§ **WORK INSTRUCTIONS**
Each record must be copied in full and unchanged; any image it holds is excluded.

§ **Saved entries**

....

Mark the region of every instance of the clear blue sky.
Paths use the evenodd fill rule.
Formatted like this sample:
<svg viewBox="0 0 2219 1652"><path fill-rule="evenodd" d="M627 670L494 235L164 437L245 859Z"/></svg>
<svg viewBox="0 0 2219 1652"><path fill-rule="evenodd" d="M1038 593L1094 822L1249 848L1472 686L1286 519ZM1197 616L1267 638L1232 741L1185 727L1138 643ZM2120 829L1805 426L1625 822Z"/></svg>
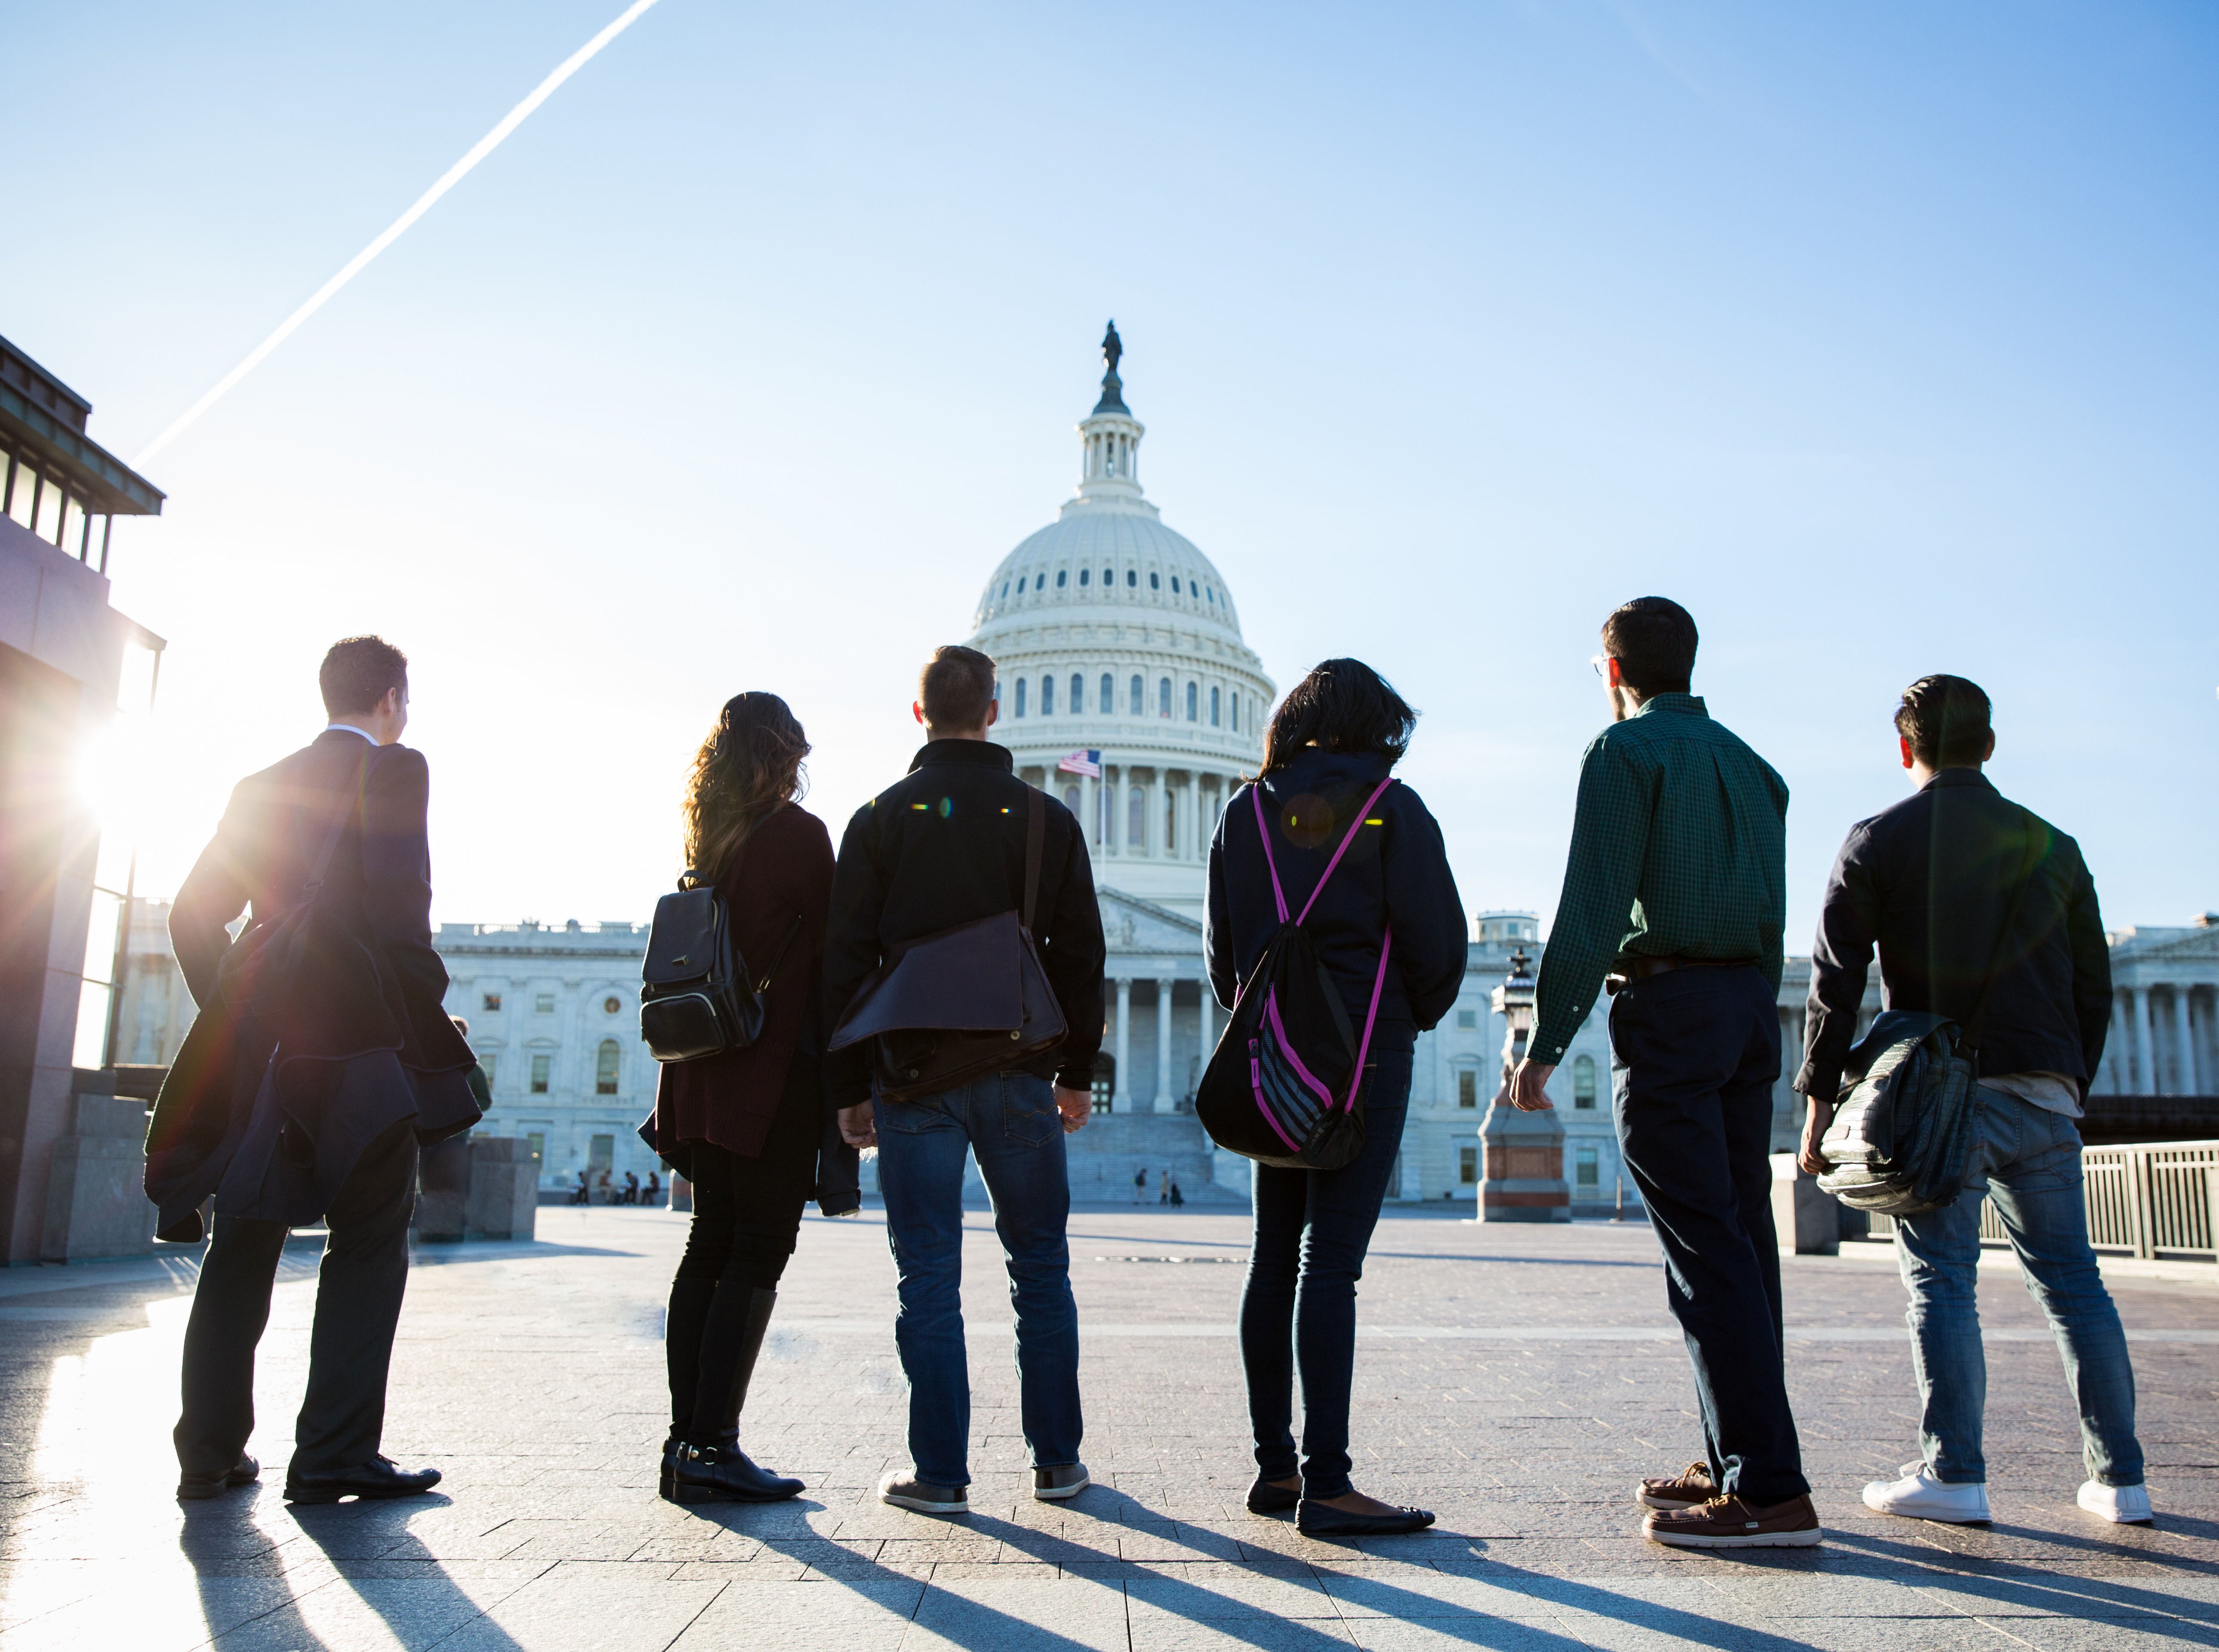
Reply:
<svg viewBox="0 0 2219 1652"><path fill-rule="evenodd" d="M135 452L617 0L19 5L0 332ZM43 64L40 72L25 72ZM1691 608L1788 946L1951 670L2109 921L2219 906L2219 13L661 0L152 464L148 877L416 665L438 915L643 916L718 703L839 823L1074 478L1103 318L1282 686L1360 655L1472 907L1553 906L1587 668Z"/></svg>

....

§ **REPLY**
Mark the region of every instance of the clear blue sky.
Paths use the evenodd fill rule.
Formatted like this sample:
<svg viewBox="0 0 2219 1652"><path fill-rule="evenodd" d="M627 670L494 235L164 437L245 859Z"/></svg>
<svg viewBox="0 0 2219 1652"><path fill-rule="evenodd" d="M1038 593L1094 822L1249 848L1472 686L1286 519ZM1197 616L1267 638L1232 741L1185 727L1138 643ZM2120 829L1805 426L1625 822Z"/></svg>
Reply:
<svg viewBox="0 0 2219 1652"><path fill-rule="evenodd" d="M135 452L617 0L19 5L0 332ZM43 64L40 72L25 72ZM1691 608L1788 946L1951 670L2109 921L2219 906L2219 13L661 0L152 464L148 877L416 665L438 915L643 916L718 703L839 823L1074 478L1103 318L1282 686L1360 655L1472 907L1553 906L1587 668Z"/></svg>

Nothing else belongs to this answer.